Natural language region descriptions:

/---

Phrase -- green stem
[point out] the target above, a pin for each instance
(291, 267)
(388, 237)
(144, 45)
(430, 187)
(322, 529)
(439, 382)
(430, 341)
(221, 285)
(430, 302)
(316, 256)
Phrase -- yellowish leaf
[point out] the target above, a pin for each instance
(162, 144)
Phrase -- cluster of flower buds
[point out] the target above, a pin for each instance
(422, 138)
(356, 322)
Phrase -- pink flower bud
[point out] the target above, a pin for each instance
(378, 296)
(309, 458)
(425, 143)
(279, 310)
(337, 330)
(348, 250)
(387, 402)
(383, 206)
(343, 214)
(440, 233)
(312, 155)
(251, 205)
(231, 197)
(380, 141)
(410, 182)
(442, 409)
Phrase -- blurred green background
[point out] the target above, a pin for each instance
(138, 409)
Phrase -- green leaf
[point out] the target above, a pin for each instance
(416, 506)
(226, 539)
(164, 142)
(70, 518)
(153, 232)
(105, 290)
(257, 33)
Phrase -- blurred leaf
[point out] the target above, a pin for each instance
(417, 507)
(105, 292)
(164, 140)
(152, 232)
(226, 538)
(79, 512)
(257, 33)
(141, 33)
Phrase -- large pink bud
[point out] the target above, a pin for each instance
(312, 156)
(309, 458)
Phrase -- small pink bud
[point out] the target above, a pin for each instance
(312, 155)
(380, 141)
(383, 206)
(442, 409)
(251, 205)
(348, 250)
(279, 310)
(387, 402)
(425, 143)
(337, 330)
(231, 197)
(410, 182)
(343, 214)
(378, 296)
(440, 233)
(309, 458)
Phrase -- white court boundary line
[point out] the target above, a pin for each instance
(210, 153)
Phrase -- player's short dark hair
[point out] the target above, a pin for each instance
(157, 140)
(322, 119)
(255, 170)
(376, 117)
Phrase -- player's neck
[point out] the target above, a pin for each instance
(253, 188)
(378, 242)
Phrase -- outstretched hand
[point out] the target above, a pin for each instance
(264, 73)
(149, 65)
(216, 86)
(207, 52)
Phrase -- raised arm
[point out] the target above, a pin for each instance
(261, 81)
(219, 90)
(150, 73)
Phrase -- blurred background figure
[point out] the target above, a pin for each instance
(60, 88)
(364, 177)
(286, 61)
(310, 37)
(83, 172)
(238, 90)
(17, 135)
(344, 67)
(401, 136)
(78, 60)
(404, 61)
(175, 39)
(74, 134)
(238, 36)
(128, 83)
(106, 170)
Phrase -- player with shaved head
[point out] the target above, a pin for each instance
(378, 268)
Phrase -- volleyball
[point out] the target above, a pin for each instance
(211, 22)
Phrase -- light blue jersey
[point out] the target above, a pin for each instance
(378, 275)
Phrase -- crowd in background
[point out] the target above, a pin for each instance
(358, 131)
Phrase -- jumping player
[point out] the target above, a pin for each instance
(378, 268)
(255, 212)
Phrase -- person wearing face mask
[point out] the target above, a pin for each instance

\---

The data above should be copied exactly, with no line omitted.

Completed exercise:
Phrase -- green stem
[point out] the target above, a pin for each instance
(291, 267)
(388, 237)
(144, 45)
(430, 187)
(322, 529)
(439, 382)
(430, 341)
(221, 285)
(430, 302)
(316, 256)
Phrase -- yellowish leaf
[point out] the target above, a pin for each instance
(162, 144)
Phrase -- cluster of flower buds
[point out] the target above, a pin for each instance
(422, 138)
(356, 322)
Phrase -- pink flower bud
[point out] the target above, a pin for each instance
(378, 296)
(309, 458)
(425, 143)
(279, 310)
(337, 330)
(348, 250)
(387, 402)
(383, 206)
(343, 214)
(440, 233)
(312, 155)
(251, 205)
(231, 197)
(380, 141)
(410, 182)
(442, 409)
Phrase -- blurred green background
[point out] the target above, a pin for each instance
(138, 409)
Phrase -- green leaf
[point out] the target above, a pin for each instance
(416, 506)
(226, 539)
(164, 142)
(70, 518)
(153, 232)
(105, 290)
(257, 33)
Phrase -- blurred leaf
[point out] the target above, a pin for each instance
(417, 507)
(105, 292)
(164, 140)
(152, 232)
(226, 538)
(79, 512)
(257, 33)
(141, 33)
Phrase -- large pink bud
[point out] the target above, a pin for each instance
(312, 156)
(309, 458)
Phrase -- small pink bud
[point out] the target above, a pin for each instance
(312, 155)
(380, 141)
(383, 206)
(442, 409)
(251, 205)
(348, 250)
(279, 310)
(387, 402)
(425, 143)
(337, 330)
(231, 197)
(410, 182)
(343, 214)
(378, 296)
(440, 233)
(309, 458)
Phrase -- white court boundary line
[point out] the target above, a pin for each instance
(210, 153)
Phrase -- player's short dark hair
[point out] the target above, a pin for each instance
(157, 140)
(322, 119)
(255, 170)
(376, 117)
Phrase -- player's neck
[point out] the target above, a pin for each instance
(253, 188)
(378, 242)
Phrase -- outstretched hand
[point out] the target above, a pin for each instance
(264, 73)
(149, 65)
(216, 86)
(207, 52)
Phrase -- raised arm
[point out] the target above, a pin for each instance
(261, 81)
(219, 90)
(150, 73)
Phrase -- blurred background figure
[point out] the target above, a pin for each instance
(60, 88)
(364, 177)
(286, 61)
(310, 37)
(83, 172)
(238, 90)
(17, 135)
(344, 67)
(401, 136)
(78, 60)
(404, 61)
(175, 39)
(74, 134)
(238, 36)
(128, 83)
(106, 170)
Phrase -- player with shaved head
[point out] the target above, a pin for each instance
(378, 268)
Phrase -- volleyball
[point out] the target above, a pin for each instance
(211, 22)
Phrase -- light blue jersey
[point out] the target above, a pin for each instance
(378, 275)
Phrase -- crowd in background
[point out] the target above, a pin for each instance
(358, 131)
Phrase -- jumping player
[point out] the target above, a pin for each instance
(378, 268)
(255, 212)
Phrase -- person wearing face mask
[point out] the target above, a pin for each instance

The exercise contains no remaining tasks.